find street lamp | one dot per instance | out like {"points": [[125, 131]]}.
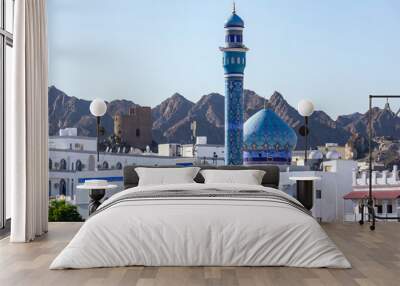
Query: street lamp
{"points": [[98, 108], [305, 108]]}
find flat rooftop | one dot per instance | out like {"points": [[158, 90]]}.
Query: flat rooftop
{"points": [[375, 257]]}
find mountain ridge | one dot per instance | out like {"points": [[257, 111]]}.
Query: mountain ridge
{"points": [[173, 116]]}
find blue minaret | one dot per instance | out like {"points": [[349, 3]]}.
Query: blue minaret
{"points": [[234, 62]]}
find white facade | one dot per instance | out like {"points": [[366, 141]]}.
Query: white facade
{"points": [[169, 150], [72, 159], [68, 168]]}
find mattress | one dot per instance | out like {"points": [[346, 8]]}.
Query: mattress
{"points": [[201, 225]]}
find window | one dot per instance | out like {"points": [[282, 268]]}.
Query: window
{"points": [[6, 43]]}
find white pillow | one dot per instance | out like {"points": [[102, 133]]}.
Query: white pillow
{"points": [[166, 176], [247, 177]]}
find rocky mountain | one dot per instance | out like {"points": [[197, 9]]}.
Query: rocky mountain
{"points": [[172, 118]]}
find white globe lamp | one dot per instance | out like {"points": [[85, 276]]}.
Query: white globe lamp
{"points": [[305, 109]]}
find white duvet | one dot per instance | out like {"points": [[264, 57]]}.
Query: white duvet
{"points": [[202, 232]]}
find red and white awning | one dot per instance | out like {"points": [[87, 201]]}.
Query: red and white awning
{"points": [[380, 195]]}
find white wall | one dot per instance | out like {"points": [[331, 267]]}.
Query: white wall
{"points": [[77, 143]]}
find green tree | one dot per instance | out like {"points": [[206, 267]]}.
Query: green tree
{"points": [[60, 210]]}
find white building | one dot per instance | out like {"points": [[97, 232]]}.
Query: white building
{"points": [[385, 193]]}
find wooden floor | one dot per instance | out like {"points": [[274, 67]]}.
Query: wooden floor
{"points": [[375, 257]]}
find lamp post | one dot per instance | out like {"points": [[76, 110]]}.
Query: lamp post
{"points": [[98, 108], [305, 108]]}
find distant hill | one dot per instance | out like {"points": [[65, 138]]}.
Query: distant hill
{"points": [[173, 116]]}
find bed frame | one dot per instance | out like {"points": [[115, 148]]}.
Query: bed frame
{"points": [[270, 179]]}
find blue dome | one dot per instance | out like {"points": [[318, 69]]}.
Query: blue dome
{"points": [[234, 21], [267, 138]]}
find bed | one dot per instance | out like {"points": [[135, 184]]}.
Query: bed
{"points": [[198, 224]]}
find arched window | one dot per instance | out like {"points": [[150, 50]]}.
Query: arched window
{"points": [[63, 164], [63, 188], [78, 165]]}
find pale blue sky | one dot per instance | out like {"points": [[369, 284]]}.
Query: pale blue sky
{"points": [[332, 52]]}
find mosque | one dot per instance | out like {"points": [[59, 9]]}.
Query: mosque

# Task details:
Copy every line of the records above word for word, from the first line to the last, and leave any picture out of your copy.

# Result:
find street lamp | one dot per instance | out like {"points": [[125, 131]]}.
Query: street lamp
{"points": [[98, 108], [305, 108]]}
find flat rooftop | one dot per instance | out like {"points": [[158, 90]]}.
Query: flat rooftop
{"points": [[375, 257]]}
find mountain ridge | one dot per instance | out like {"points": [[257, 111]]}.
Query: mountain ridge
{"points": [[173, 116]]}
find blue minaret | one dot per instance | out like {"points": [[349, 3]]}.
Query: blue minaret
{"points": [[234, 62]]}
find white facade | one dot per instance | out like {"points": [[366, 141]]}.
Query: white facade
{"points": [[169, 150], [72, 159], [68, 168]]}
find mattress | one dot per instance | out like {"points": [[346, 8]]}.
Query: mattress
{"points": [[201, 225]]}
find window | one dot per instance | out like {"points": [[282, 268]]}.
Query: window
{"points": [[6, 43]]}
find white pillow | one dot per instance | out like {"points": [[102, 133]]}.
Query: white pillow
{"points": [[166, 176], [247, 177]]}
find rocky mountain | one dot per instance | out like {"points": [[197, 9]]}.
Query: rocky mountain
{"points": [[172, 118]]}
find white globe lamp | one dot per instance | out like {"points": [[85, 276]]}.
Query: white globe lamp
{"points": [[305, 109]]}
find white duvet | one dot per instance | out like {"points": [[264, 57]]}.
Query: white duvet
{"points": [[202, 232]]}
find red and white awning | one dot per instance | out like {"points": [[87, 201]]}.
Query: red and white awning
{"points": [[380, 195]]}
find white wall | one dot per instance | out like {"points": [[331, 267]]}.
Query: white wall
{"points": [[77, 143]]}
find green tree | one dot per instance | out like {"points": [[206, 267]]}.
Query: green tree
{"points": [[60, 210]]}
find white building | one dot per instance | out like {"points": [[97, 232]]}.
Query: white building
{"points": [[385, 193]]}
find wooden floor | one dot per instance | out like {"points": [[274, 67]]}.
Query: wooden floor
{"points": [[375, 257]]}
find lamp post | one dot per instance | out like {"points": [[76, 110]]}.
Query: lamp post
{"points": [[98, 108], [305, 108]]}
find distant hill | one dot per instance | out like {"points": [[65, 138]]}.
Query: distant hill
{"points": [[173, 116]]}
find bed frame | one dot per instance | out like {"points": [[115, 148]]}.
Query: bed frame
{"points": [[270, 179]]}
find blue dome | one dot per instance | out like {"points": [[318, 69]]}.
Query: blue dome
{"points": [[234, 21], [267, 138]]}
find bed | one dot per instance | out like {"points": [[135, 184]]}.
Query: bed
{"points": [[198, 224]]}
find arched window | one dot per instance | out like {"points": [[150, 50]]}.
Query: arched window
{"points": [[63, 164], [63, 188], [78, 165]]}
find pale blue sky | one dot per instance | out like {"points": [[369, 284]]}.
Query: pale blue sky
{"points": [[332, 52]]}
find mosque | one dot per instance | out like {"points": [[59, 9]]}.
Query: mosque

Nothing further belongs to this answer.